> **Что нужно сделать**:
Продолжи текст о том, как экспериментальная группа учителей работает над сценариями уроков.

> **Отрывок из текста**:
______
Работа экспериментальной группы учителей
строится так: автор рассказывает предполагаемый
общий сценарный ход будущего урока – ход
возможного группового взаимодействия, в рамках
которого будет решаться какая-то учебная задача.
Все участники группы обсуждают, в какой мере этот
сценарный ход сможет реализоваться, продумывают,
чем можно его дополнить. Потом все вместе
работают на уроке (кто-то в роли ведущего, кто-то в
роли наблюдателя), а затем обсуждают, вносят
коррективы в сценарный ход, и уже другие учителя
параллели проводят уроки в рамках данного
сценарного хода, обогащают его своими находками.
А потом этот урок, а вернее, данный сценарный ход
попадает в своего рода «копилку», и им могут
воспользоваться учителя на будущий год.
Пока эта работа идет точечно. Учителя, тонко
чувствующие учебный материал, выбирают в нем
точки, на которых можно попробовать сломать
привычный, уже освоенный детьми алгоритм –
проблематизировать продвижение к новому знанию.
Сначала собирались экспериментальной группой
раз в неделю, но потом увлеклись: идеями и
находками хочется делиться прямо по мере их
рождения.
Главное, что стало понятно всем: учебный материал
не есть содержание образования. И думать надо не
о том, как этот материал втиснуть в голову
ребенка, а о том, как научиться что-то на этом
материале делать.
Философия роста
А еще стало понятно, что детская ошибка – это
счастье для учителя, поскольку именно в этой
точке (и только в ней) происходит развитие
понимания. Главное – научиться это понимание
развивать.
Вот один пример. Первый класс. Дана задача: ширина
одной дорожки шесть метров, а другая – на три
метра уже. Какой ширины вторая дорожка? Ребенок…
складывает шесть и три. И проще всего сказать:
неправильно. Но как интересно разобраться:
почему? Оказалось, он просто не понимает смысла
слова «уже»? Он представил большого ужа, который
подрос на три метра? Обычной школьной математике
нет дела до образов, рождающихся у ребенка, до
того, что происходит в сознании (и воображении)
______
> **Сохранённые данные**:
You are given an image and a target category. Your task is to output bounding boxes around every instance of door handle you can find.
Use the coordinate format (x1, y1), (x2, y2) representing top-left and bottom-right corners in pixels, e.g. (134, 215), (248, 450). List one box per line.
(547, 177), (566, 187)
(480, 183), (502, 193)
______
> **Ответ ниже**:
ребенка, когда он дает формально неправильный
ответ. А для педагогов, которые работают в нашей
экспериментальной группе, это становится самым
главным.
Важно, что у учителей пропал страх.
Ситуация открытая, плана урока нет. На уроке
сидит целая группа коллег. Но страха нет. Точно
так же, как мы научились ценить детскую ошибку,
так и к «ошибке» учителя мы относимся
заинтересованно. Просто то, что в одном измерении
кажется ошибкой, в другом – точка развития…
Но как сделать так, чтобы эта новая философия
урока стала доступна, понятна, была принята
внешними экспертами? Мы поняли, что важно
научиться предъявлять свой опыт. Учителям нужна
внешняя экспертиза, но экспертиза понимающая,
заинтересованная. Мы часто приглашаем в школу
управленцев, директоров и учителей других школ,
преподавателей вузов. Кроме того, даем
возможность учителям рассказывать о том, что они
делают. Выступать с докладами, в том числе перед
управленцами. В августе два «круглых стола»
пройдут в департаменте, и мы по два доклада
готовим на каждый день. И директор, и завучи будут
рассказывать о том, что делает школа. Мы
расскажем и о новых технологиях работы в
деятельностном подходе, и о развитии проектных
умений, и про управление школой в условиях
инновационного режима.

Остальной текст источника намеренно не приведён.